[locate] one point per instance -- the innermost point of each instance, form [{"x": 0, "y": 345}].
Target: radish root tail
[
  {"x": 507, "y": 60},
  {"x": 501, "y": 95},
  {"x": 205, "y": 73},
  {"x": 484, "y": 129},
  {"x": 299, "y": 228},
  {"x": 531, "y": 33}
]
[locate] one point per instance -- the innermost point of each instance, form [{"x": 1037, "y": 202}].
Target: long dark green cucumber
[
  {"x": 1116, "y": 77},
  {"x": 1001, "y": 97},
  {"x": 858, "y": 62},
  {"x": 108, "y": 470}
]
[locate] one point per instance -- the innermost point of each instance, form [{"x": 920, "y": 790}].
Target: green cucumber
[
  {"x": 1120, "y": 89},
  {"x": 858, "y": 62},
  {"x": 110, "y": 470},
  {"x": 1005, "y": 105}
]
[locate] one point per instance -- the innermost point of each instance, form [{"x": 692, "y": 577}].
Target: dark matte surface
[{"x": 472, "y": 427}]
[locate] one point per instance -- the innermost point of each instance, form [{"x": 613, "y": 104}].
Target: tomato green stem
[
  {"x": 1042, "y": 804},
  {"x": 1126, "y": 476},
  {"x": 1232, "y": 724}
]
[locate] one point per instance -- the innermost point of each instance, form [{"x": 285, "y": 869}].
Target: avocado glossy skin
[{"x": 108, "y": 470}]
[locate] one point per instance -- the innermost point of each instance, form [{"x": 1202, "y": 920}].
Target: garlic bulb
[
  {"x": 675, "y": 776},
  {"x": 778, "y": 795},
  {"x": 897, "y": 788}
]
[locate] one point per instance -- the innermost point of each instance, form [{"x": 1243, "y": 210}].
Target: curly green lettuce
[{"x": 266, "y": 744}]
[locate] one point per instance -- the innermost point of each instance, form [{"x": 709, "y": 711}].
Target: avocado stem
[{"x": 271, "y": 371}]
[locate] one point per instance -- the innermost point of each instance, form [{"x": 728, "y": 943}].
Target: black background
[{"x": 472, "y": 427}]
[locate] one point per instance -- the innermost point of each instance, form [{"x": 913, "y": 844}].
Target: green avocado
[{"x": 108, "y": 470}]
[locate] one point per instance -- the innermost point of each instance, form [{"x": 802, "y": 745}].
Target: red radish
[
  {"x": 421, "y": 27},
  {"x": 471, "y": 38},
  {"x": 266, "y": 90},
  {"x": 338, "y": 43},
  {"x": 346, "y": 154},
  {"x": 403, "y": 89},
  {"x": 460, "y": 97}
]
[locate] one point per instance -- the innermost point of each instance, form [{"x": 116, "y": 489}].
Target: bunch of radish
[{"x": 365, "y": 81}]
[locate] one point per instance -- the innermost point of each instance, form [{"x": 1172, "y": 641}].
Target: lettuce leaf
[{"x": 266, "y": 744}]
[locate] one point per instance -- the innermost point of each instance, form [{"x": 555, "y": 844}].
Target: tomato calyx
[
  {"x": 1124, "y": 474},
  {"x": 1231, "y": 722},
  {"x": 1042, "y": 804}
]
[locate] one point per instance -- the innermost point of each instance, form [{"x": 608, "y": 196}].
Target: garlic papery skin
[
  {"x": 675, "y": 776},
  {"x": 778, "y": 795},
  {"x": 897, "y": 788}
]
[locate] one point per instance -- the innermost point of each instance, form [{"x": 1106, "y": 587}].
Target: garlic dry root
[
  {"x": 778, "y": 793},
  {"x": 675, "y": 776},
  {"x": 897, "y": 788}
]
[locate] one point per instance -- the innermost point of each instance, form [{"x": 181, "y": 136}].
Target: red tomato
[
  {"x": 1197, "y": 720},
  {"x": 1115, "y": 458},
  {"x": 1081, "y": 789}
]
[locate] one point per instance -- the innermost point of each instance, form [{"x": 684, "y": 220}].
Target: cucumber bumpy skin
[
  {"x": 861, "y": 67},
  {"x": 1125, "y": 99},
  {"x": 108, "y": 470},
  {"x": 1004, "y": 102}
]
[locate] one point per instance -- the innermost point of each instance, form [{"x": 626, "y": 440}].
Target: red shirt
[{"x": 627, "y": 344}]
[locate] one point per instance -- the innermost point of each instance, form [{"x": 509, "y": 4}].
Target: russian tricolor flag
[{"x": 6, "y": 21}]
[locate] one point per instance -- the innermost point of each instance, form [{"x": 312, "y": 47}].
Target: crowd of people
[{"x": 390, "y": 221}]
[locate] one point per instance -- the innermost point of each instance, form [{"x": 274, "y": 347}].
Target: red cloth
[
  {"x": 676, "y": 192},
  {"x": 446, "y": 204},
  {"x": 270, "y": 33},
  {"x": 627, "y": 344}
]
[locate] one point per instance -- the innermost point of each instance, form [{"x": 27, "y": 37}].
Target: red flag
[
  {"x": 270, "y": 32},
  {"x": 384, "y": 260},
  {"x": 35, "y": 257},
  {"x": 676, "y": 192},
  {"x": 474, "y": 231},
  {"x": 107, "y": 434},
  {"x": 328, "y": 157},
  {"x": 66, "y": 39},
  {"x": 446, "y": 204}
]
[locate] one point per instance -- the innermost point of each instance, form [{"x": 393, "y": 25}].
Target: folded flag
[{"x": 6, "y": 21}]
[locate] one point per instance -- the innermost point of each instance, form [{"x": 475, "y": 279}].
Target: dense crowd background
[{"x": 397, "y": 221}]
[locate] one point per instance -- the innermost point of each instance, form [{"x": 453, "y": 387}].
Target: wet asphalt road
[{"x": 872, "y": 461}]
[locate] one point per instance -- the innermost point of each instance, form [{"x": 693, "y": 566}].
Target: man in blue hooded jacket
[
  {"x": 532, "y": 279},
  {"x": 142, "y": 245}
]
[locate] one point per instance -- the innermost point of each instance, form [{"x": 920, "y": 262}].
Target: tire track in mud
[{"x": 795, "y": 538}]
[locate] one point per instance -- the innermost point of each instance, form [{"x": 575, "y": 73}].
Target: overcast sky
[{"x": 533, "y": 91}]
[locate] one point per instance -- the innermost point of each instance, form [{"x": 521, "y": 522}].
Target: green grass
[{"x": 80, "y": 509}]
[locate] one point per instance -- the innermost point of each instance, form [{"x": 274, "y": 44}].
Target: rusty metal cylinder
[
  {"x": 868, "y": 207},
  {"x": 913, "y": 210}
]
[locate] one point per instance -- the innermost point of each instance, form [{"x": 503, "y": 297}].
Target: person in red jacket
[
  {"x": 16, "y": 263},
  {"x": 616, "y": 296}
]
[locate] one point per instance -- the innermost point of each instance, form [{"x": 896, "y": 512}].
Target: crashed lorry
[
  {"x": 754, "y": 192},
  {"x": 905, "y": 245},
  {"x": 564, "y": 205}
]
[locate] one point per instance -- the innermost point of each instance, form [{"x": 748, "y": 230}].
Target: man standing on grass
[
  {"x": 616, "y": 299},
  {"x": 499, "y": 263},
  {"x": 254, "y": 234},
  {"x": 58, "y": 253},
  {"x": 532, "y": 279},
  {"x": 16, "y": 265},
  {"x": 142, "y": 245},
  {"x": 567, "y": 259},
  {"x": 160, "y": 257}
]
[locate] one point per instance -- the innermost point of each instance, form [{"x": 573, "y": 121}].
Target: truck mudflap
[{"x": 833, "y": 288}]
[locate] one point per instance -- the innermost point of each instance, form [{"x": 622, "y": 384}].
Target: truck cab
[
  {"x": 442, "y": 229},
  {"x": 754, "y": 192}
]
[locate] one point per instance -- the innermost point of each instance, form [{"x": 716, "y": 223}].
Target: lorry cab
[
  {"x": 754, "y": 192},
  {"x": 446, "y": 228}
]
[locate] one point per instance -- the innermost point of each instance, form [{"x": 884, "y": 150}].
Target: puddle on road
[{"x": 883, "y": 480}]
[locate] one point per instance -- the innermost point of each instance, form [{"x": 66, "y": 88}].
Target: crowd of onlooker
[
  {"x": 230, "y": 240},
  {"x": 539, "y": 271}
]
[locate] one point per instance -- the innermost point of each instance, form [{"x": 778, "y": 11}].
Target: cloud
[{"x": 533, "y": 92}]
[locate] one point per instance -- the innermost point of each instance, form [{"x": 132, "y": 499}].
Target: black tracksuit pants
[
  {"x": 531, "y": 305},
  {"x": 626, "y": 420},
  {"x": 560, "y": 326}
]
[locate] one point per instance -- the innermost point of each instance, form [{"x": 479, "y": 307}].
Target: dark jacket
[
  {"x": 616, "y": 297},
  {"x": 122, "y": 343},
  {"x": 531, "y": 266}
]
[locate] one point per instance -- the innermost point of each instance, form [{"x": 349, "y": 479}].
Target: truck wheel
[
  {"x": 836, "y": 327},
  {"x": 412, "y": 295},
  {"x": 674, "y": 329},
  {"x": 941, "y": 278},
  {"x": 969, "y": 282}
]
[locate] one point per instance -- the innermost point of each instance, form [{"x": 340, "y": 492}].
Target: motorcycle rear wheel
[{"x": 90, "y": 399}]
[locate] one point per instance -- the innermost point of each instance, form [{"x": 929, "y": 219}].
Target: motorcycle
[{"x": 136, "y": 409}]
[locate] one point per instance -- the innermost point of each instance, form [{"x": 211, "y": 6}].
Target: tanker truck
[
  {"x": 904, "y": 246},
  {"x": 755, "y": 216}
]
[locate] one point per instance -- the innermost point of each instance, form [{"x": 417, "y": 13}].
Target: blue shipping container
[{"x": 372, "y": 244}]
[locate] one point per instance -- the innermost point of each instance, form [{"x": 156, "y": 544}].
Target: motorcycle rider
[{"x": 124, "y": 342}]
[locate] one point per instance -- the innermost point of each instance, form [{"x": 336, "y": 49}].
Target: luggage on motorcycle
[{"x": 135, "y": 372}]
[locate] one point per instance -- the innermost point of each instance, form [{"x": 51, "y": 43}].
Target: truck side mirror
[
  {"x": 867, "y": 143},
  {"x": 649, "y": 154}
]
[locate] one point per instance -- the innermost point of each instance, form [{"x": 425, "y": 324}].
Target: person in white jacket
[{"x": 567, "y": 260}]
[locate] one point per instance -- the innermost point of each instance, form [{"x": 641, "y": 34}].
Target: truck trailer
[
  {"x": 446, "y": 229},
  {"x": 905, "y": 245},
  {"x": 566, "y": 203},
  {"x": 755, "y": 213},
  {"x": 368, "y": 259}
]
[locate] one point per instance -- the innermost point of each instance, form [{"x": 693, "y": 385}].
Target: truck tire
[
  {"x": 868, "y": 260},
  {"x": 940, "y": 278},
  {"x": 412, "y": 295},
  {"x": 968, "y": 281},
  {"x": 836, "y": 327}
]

════════════════

REQUIRED WORK => Starting at the line that contains "Target: motorcycle rear wheel", transcribe every line through the last line of the entries above, exactly, and nothing else.

ANSWER SECTION =>
Target: motorcycle rear wheel
[{"x": 90, "y": 399}]
[locate] one point per instance -- the innermost point of each instance, form [{"x": 929, "y": 219}].
Target: motorcycle
[{"x": 136, "y": 409}]
[locate] one point per instance -- the innermost point of each instance, form [{"x": 211, "y": 6}].
Target: tanker truck
[
  {"x": 904, "y": 246},
  {"x": 755, "y": 216}
]
[locate] one point per instance -- the innermost point of each instance, form [{"x": 417, "y": 13}].
Target: blue shipping container
[{"x": 372, "y": 244}]
[locate] one point per instance -- the innermost point of each instance, form [{"x": 156, "y": 544}].
Target: motorcycle rider
[{"x": 124, "y": 342}]
[locate] one point per instance -- the innermost point of each instance, form [{"x": 336, "y": 49}].
Target: luggage on motorcycle
[{"x": 135, "y": 372}]
[locate] one point per instance -- the innermost point of each instance, form [{"x": 51, "y": 43}].
Target: truck side mirror
[
  {"x": 867, "y": 143},
  {"x": 649, "y": 154}
]
[locate] one point per instance -- the innermost point of each instance, form [{"x": 425, "y": 324}].
Target: person in white jacket
[{"x": 567, "y": 260}]
[locate] one point per instance -- the innermost point of each instance, form [{"x": 641, "y": 34}].
Target: truck trailer
[
  {"x": 446, "y": 229},
  {"x": 905, "y": 245},
  {"x": 566, "y": 203},
  {"x": 755, "y": 213},
  {"x": 368, "y": 259}
]
[locate] one point per instance -- the innermost point of each instance, form [{"x": 693, "y": 385}].
Target: truck tire
[
  {"x": 868, "y": 260},
  {"x": 940, "y": 278},
  {"x": 412, "y": 295},
  {"x": 968, "y": 281},
  {"x": 836, "y": 327}
]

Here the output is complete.